◆ **CHECK YOUR UNDERSTANDING**
(1) Set down the part of the diet drink report starting at "Although the scientists" and ending at "who drank none.", word for word.
(2) Extend the report on diet drinks and stroke risk, picking up right after its final sentence.

Scientists are now saying that people who drink diet drinks are about three times more likely to suffer a stroke or be diagnosed with dementia.
A group of scientists from Boston University have conducted a new study that suggests that diet beverages are more likely to cause strokes or dementia than those filled with sugar, the Daily Mail reported.
Although the scientists could not find a link between sugary drinks and either of the illnesses, they are now saying that diet drinks should not be regarded as a healthy alternative. They are urging the public to drink water or milk.
The study was published in the American Heart Association's journal, "Stroke." Researchers examined 4,372 adults over the age 45.
Scientists had their subjects fill out questionnaires detailing their food and drink intake in the 1990s, and were then tracked for a decade.
According to the study, adults who had one or more diet drinks a day were 2.9 times more at risk of developing dementia and 3 times more likely to suffer a stroke, as compared to adults who drank none.
Scientists believe the artificial sweeteners, which include aspartame and saccharine, could be affecting the blood vessels, eventually triggering dementia and/or strokes.

[Stored entries]
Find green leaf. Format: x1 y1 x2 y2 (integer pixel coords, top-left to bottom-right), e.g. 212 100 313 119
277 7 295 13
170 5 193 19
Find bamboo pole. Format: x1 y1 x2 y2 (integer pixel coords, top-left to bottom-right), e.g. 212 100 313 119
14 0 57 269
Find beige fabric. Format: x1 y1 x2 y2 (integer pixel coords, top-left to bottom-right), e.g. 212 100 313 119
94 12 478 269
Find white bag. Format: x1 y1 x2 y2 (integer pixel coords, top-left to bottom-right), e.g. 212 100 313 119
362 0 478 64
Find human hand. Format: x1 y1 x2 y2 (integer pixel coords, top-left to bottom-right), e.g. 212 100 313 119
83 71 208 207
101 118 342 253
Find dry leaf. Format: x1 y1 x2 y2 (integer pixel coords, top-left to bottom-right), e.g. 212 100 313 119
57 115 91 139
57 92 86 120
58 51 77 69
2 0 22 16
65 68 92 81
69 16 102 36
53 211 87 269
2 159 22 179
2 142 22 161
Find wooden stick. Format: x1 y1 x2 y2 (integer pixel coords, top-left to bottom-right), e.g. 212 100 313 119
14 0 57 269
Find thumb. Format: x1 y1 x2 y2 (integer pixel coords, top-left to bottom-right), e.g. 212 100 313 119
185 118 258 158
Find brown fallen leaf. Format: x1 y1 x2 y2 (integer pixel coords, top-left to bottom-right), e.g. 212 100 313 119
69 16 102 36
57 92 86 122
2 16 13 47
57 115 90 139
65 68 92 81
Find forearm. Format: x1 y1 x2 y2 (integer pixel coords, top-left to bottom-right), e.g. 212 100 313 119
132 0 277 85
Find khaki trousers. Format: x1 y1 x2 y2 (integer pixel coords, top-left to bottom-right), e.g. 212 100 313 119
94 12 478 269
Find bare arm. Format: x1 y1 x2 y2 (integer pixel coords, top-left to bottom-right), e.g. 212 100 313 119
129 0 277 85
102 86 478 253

◆ **OUTPUTS BY TASK**
(1)
Although the scientists could not find a link between sugary drinks and either of the illnesses, they are now saying that diet drinks should not be regarded as a healthy alternative. They are urging the public to drink water or milk.
The study was published in the American Heart Association's journal, "Stroke." Researchers examined 4,372 adults over the age 45.
Scientists had their subjects fill out questionnaires detailing their food and drink intake in the 1990s, and were then tracked for a decade.
According to the study, adults who had one or more diet drinks a day were 2.9 times more at risk of developing dementia and 3 times more likely to suffer a stroke, as compared to adults who drank none.

(2)
"Our study shows a need to put more research into this area given how often people drink artificially sweetened beverages," senior fellow in the department of neurology at Boston University School of Medicine Matthew Pase said in a statement. "Although we did not find an association between stroke or dementia and the consumption of sugary drinks, this certainly does not mean they are a healthy option.
"We recommend that people drink water on a regular basis instead of sugary or artificially sweetened beverages."
Scientists added that even if someone is three times more likely to suffer a stroke or develop dementia, it doesn't mean it is a certain fate.
"In our study, 3 percent of the people had a new stroke and 5 percent developed dementia, so we're still talking about a small number of people developing either stroke or dementia," Pase concluded.
"We know that limiting added sugars is an important strategy to support good nutrition and healthy body weights, and until we know more, people should use artificially sweetened drinks cautiously," added Rachel Johnson, former chairwoman of the American Heart Association's Nutrition Committee and professor of nutrition at the University of Vermont. "They may have a role for people with diabetes and in weight loss, but we encourage people to drink water, low-fat milk or other beverages without added sweeteners."
Spokeswoman for the American Beverage Association responded to the new study, saying that low-calorie sweeteners found in beverages have already been confirmed as safe by worldwide government safety authorities, CNN reported.
"The FDA, World Health Organization, European Food Safety Authority and others have extensively reviewed low-calorie sweeteners and have all reached the same conclusion -- they are safe for consumption," she said in a statement.